• **GOAL**: Reproduce each of the following rows verbatim, keeping every line unchanged.

[Collection entries]

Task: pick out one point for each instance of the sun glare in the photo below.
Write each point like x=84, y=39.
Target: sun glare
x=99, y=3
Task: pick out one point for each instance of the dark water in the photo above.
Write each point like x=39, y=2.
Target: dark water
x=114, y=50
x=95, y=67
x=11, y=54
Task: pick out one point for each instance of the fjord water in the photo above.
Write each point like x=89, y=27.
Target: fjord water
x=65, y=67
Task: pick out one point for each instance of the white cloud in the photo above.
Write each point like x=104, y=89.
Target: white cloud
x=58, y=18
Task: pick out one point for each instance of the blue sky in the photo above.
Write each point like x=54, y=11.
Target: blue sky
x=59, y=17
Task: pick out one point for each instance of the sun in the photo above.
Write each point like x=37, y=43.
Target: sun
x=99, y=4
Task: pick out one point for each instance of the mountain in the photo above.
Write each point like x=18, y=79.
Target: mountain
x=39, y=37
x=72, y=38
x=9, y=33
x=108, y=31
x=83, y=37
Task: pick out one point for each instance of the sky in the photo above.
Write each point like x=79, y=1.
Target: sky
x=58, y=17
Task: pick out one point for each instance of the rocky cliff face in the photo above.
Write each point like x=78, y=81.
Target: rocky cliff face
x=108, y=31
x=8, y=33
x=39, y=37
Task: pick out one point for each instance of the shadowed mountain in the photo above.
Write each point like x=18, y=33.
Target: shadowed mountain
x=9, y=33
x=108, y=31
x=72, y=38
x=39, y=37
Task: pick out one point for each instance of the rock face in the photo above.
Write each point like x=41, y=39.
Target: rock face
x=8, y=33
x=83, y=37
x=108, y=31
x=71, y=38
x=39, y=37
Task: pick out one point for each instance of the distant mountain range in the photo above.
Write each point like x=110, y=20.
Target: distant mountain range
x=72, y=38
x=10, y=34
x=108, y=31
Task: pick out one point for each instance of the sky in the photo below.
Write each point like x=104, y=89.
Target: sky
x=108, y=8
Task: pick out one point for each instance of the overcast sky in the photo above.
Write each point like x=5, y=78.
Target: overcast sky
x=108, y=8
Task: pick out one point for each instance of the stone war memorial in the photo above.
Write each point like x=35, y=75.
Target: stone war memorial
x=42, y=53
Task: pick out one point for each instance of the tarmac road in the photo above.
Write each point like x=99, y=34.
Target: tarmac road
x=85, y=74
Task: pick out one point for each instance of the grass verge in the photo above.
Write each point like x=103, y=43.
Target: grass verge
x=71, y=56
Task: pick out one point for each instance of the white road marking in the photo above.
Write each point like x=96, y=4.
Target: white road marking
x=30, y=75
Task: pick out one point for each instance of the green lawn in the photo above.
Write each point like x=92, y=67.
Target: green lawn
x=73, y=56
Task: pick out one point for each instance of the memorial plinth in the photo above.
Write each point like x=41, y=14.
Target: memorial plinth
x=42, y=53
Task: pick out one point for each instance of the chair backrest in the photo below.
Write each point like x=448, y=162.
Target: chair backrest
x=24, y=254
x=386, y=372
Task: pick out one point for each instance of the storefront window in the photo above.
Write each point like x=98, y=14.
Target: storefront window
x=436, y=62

• **THE RESULT**:
Task: pick out one point for each instance of the sun glare in the photo below.
Write each point like x=84, y=39.
Target: sun glare
x=99, y=3
Task: pick out one point for each instance of the dark water in the photo above.
Write each point like x=39, y=2.
Target: dark water
x=114, y=50
x=95, y=67
x=11, y=54
Task: pick out one point for each instance of the fjord water in the photo above.
Write each point like x=89, y=27.
Target: fjord water
x=65, y=67
Task: pick out one point for each instance of the white cloud in the photo above.
Write each point like x=104, y=89.
Target: white cloud
x=58, y=18
Task: pick out one point for each instance of the blue sky in the photo above.
Write each point like x=54, y=11.
Target: blue sky
x=59, y=17
Task: pick out one point for each instance of the sun in the photo above.
Write each point like x=37, y=43.
Target: sun
x=99, y=4
Task: pick out one point for each instance of the mountain in the photo above.
Write each point like x=18, y=79.
Target: mountain
x=39, y=37
x=72, y=38
x=9, y=33
x=108, y=31
x=83, y=37
Task: pick out one point for each instance of the sky in the photo above.
Write each point like x=79, y=1.
Target: sky
x=58, y=17
Task: pick out one point for each instance of the rocky cliff face in the photo above.
Write each point like x=78, y=81.
Target: rocky cliff face
x=108, y=31
x=8, y=33
x=39, y=37
Task: pick out one point for each instance of the shadowed mountain in the photo above.
Write each point like x=18, y=33.
Target: shadowed mountain
x=9, y=33
x=108, y=31
x=72, y=38
x=39, y=37
Task: pick out one point for each instance of the rock face in the photo above.
Write each point like x=41, y=39.
Target: rock face
x=8, y=33
x=83, y=37
x=108, y=31
x=71, y=38
x=39, y=37
Task: pick out one point for each instance of the distant mountain range in the photo above.
Write each point like x=110, y=20.
Target: distant mountain range
x=72, y=38
x=10, y=34
x=108, y=31
Task: pick out one point for each instance of the sky in the photo below.
Write each point like x=104, y=89.
Target: sky
x=108, y=8
Task: pick out one point for each instance of the overcast sky in the photo above.
Write each point like x=5, y=78.
Target: overcast sky
x=108, y=8
Task: pick out one point for each instance of the stone war memorial in the photo above.
Write each point like x=35, y=75.
Target: stone war memorial
x=42, y=53
Task: pick out one point for each instance of the tarmac road in the photo above.
Write each point like x=99, y=34.
Target: tarmac road
x=85, y=74
Task: pick out one point for each instance of the grass verge in the photo above.
Write each point like x=103, y=43.
Target: grass verge
x=71, y=56
Task: pick out one point for each instance of the white road marking in the photo above.
Write each point like x=96, y=4.
Target: white road marking
x=30, y=75
Task: pick out one point for each instance of the green lawn in the photo above.
Write each point like x=92, y=67.
Target: green lawn
x=73, y=56
Task: pick out one point for each instance of the memorial plinth in the photo above.
Write each point like x=41, y=14.
Target: memorial plinth
x=42, y=53
Task: pick out one point for each instance of the chair backrest in the photo below.
Write each point like x=448, y=162.
Target: chair backrest
x=24, y=254
x=386, y=372
Task: pick out one point for each instance of the storefront window in the photo above.
Write each point like x=98, y=14.
Target: storefront window
x=436, y=62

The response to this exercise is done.